Given problem →
Turn the listing below into a Markdown table with two columns, Row and Line, giving each line its own numbered row. Skip blank lines and leave the pictures out.

* Start *

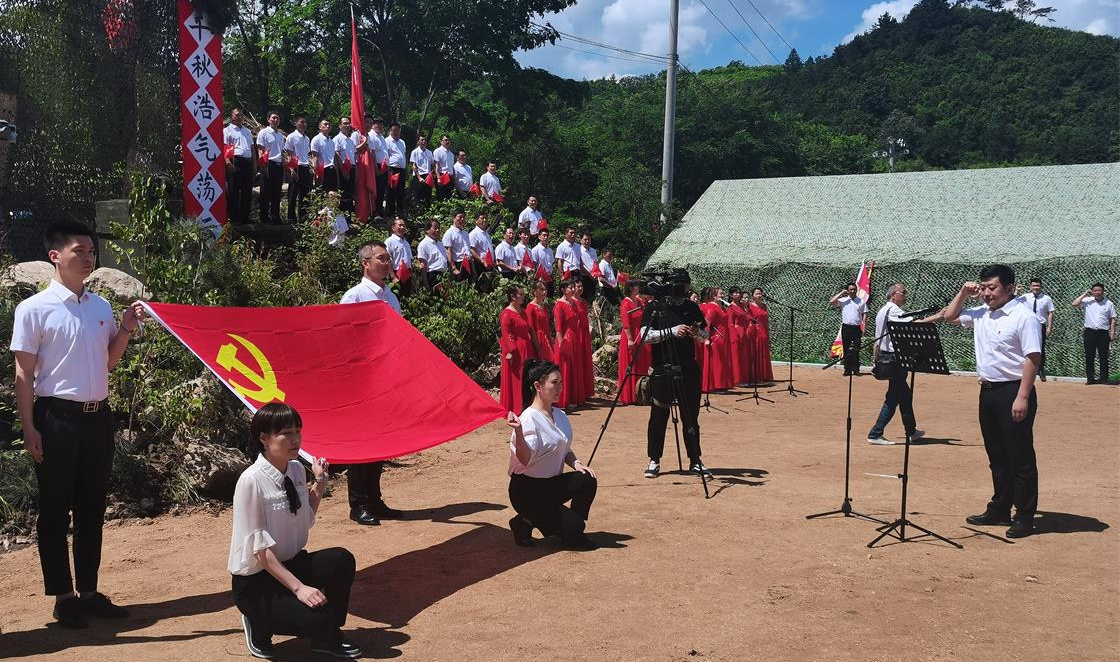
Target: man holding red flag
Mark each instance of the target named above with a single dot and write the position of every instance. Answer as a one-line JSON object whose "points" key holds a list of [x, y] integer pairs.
{"points": [[363, 481], [400, 253]]}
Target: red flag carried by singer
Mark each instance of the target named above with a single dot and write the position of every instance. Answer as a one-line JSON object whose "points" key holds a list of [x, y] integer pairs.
{"points": [[365, 182], [366, 383]]}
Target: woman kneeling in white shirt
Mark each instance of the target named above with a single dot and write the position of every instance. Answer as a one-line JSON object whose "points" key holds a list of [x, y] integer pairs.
{"points": [[540, 446], [298, 593]]}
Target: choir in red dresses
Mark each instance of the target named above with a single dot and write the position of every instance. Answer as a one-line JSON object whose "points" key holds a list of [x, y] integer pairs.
{"points": [[516, 347], [632, 323]]}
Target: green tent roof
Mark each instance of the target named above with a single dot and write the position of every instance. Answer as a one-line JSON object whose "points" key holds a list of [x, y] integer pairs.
{"points": [[953, 216]]}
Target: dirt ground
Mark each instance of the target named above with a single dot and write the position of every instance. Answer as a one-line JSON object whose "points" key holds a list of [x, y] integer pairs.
{"points": [[739, 576]]}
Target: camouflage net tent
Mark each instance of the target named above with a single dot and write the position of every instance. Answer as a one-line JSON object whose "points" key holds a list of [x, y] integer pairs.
{"points": [[803, 238]]}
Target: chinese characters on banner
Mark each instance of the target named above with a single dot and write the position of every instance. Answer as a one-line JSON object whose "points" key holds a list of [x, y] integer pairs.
{"points": [[201, 86]]}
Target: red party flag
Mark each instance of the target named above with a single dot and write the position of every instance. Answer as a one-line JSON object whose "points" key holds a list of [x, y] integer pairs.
{"points": [[393, 393]]}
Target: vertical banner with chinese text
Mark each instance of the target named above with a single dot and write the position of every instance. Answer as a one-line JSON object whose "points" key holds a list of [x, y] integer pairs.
{"points": [[201, 86]]}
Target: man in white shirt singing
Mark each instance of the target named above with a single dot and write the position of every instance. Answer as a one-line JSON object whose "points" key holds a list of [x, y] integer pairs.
{"points": [[1008, 351], [297, 146], [854, 316], [270, 142], [363, 481], [1100, 329], [240, 167]]}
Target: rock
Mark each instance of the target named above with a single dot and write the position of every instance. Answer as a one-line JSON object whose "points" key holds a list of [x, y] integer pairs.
{"points": [[212, 469], [34, 276], [117, 286]]}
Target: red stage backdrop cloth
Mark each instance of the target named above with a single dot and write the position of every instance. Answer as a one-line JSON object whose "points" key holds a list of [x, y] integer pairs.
{"points": [[367, 384]]}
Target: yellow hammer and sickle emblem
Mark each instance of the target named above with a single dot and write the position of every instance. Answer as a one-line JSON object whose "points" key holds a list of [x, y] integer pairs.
{"points": [[264, 381]]}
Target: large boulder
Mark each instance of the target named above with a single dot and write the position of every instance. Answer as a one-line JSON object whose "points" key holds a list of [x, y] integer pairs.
{"points": [[117, 286], [33, 276]]}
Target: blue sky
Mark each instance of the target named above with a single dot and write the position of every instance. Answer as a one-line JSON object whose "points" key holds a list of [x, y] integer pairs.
{"points": [[813, 27]]}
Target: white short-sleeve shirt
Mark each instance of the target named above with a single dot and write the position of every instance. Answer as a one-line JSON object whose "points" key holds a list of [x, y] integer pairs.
{"points": [[261, 516], [70, 337], [549, 443], [432, 253], [1004, 337], [851, 309], [1098, 314]]}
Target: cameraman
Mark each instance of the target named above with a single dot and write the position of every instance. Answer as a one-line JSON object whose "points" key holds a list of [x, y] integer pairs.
{"points": [[671, 325]]}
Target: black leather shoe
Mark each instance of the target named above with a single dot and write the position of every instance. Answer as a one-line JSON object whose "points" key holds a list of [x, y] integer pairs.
{"points": [[102, 607], [989, 520], [386, 513], [70, 614], [522, 531], [364, 515]]}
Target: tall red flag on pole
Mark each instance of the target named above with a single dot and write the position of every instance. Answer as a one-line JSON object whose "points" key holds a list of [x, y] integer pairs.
{"points": [[365, 184]]}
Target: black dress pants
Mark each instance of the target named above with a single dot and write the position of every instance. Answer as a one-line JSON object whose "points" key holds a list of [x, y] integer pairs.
{"points": [[688, 397], [273, 609], [1010, 449], [1097, 345], [541, 501], [851, 335], [363, 484], [271, 185], [73, 477]]}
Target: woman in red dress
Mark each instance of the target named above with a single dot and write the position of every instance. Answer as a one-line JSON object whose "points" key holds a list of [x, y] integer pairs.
{"points": [[537, 311], [631, 309], [737, 319], [759, 347], [565, 348], [516, 346], [717, 348]]}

* End *

Solution below →
| Row | Line |
|---|---|
| 1 | Target: man holding red flag |
| 2 | Mark each instance of the target named above with a single dot and write the position of every instance. Answer as a one-line JSON object whose "points" key holds a list of [x, y] integer pairs. |
| 3 | {"points": [[363, 481], [400, 253]]} |
| 4 | Target: red flag carried by singer |
| 5 | Mark each instance of the target named above with a single dot and write the position of every instance. Answer as a one-line JSON object whose "points" key holds a list of [x, y] integer pairs. |
| 6 | {"points": [[365, 182], [366, 383]]} |
| 7 | Target: woman kneeling in white shirt |
| 8 | Mark each instance of the target named above with a single dot and write the position of every instance. Answer as a one-line JSON object whose "points" key holds a list of [x, y] integer pairs. |
| 9 | {"points": [[540, 446], [298, 593]]} |
| 10 | Target: choir in red dresses |
| 11 | Mark each instance of the target named above with a single dot and write the position of every instance. Answer as a one-line JSON object whose "points" key holds a list of [x, y] integer pairs. |
| 12 | {"points": [[516, 347], [632, 323]]} |
| 13 | Target: green tent roof |
| 14 | Mark each instance of the target named above with a single dot and write the position of every instance. Answer as a one-line JSON object whose "points" key holds a list of [x, y] integer pairs. |
| 15 | {"points": [[953, 216]]} |
| 16 | Target: dirt ground |
| 17 | Mark each instance of the target named above with a single dot and write the position of every instance. Answer as a one-line JSON object whose "points" key holds a list of [x, y] integer pairs. |
| 18 | {"points": [[739, 576]]} |
| 19 | Target: camouflage net tent |
| 20 | Mark each instance of the target named above with a single dot and write the position of every instance. Answer as a one-line JSON object whose "points" key holds a list of [x, y] integer pairs. |
| 21 | {"points": [[803, 238]]} |
| 22 | Target: chinese characters on banner |
| 23 | Mark each instance of the target named above with a single dot and write the position of every instance. Answer as a one-line JSON object whose "points" key holds a list of [x, y] integer pairs. |
| 24 | {"points": [[201, 86]]} |
| 25 | Target: red party flag |
| 26 | Mark each instance of the target named above with a single dot and write the position of every instance. Answer as a one-line JSON object whose "points" key holds a list of [x, y] integer pairs. |
| 27 | {"points": [[393, 393]]} |
| 28 | Target: vertical banner with chinese text |
| 29 | Mark each instance of the target named above with a single dot and write the position of every instance. Answer as a one-line JSON object whose "points" key holds a list of [x, y] integer pairs. |
| 30 | {"points": [[201, 86]]} |
| 31 | Target: man in white shirt singing |
| 32 | Mark each instance of the target named above with a single dot and write the position of every instance. Answer as a one-line JSON object whose "points" key holds a list of [x, y] integer pairs. |
| 33 | {"points": [[1008, 351], [297, 146], [854, 316], [270, 142], [363, 481], [1100, 329], [240, 167]]} |
| 34 | Target: rock |
| 35 | Mark each instance of the target named above with a single dot and write the position of every instance. Answer as a one-line JSON object whose "points" key holds a list of [x, y] integer pairs. |
| 36 | {"points": [[212, 469], [34, 276], [117, 286]]} |
| 37 | Target: red stage backdrop cloth |
| 38 | Mark each instance of the target named above with a single dot and write the position of every instance. Answer as a one-line JSON object whose "points" key holds a list of [x, y] integer pairs. |
| 39 | {"points": [[367, 384]]} |
| 40 | Target: yellow hammer and sickle emblem |
| 41 | Mark each instance of the target named above with a single dot and write the position of every instance. Answer as a one-line JSON object whose "points" key holds a list of [x, y] integer pairs. |
| 42 | {"points": [[264, 381]]} |
| 43 | Target: large boulder |
| 44 | Mark each instance of the target named above with a single dot and write the position of every instance. Answer as a one-line JSON object whose "points" key holds a list of [x, y] integer pairs. |
| 45 | {"points": [[117, 286], [33, 276]]} |
| 46 | Target: blue sky |
| 47 | Mark each instance of the target named above with a single dot and write the position of every instance. Answer as a one-line JSON object whose "points" key holds a list of [x, y] integer pairs. |
| 48 | {"points": [[813, 27]]} |
| 49 | Target: white short-sleeve shirt |
| 50 | Mark each instance of the target named above with a single dot and write the position of every instance. Answer as a one-line JSON object whose "points" key holds a list of [x, y] integer pairs. |
| 51 | {"points": [[261, 516], [70, 337], [549, 443], [432, 253], [1004, 337], [851, 309], [1098, 314]]} |
| 52 | Target: cameraman |
| 53 | Mark each instance of the target named above with a single dot and write the position of every instance. Answer as a one-line JSON object whose "points" key holds a list of [x, y] integer pairs. |
| 54 | {"points": [[671, 325]]} |
| 55 | Target: black leather shoe |
| 56 | Mark each instance of the target named above with a single dot and write the position of every instance. Answer as a one-line JSON object whose "points" key holds a list of [x, y] integer pairs. |
| 57 | {"points": [[102, 607], [989, 520], [386, 513], [70, 614], [522, 531], [364, 515]]} |
| 58 | Target: tall red flag on pole |
| 59 | Mark each instance of the target named above with a single dot and write the position of every instance. Answer as a one-line JSON object whose "points" key holds a list of [x, y] integer pairs. |
| 60 | {"points": [[365, 184]]} |
| 61 | Target: black dress pants |
| 62 | Mark each instance of the target named above with a single dot and write the position of every instance. Answer as a one-line JSON object whose "points" key holds a list of [x, y] integer pairs. |
| 63 | {"points": [[688, 397], [273, 609], [1010, 449], [1097, 345], [541, 501], [851, 335], [363, 484], [271, 185], [73, 477]]} |
| 64 | Target: woman in red dress |
| 65 | Mark each instance of the target named above with a single dot and write the position of every instance. Answer as a one-line JSON object whose "points" key holds a list of [x, y] integer pairs. |
| 66 | {"points": [[537, 311], [631, 309], [737, 319], [759, 347], [565, 348], [516, 346], [717, 348]]} |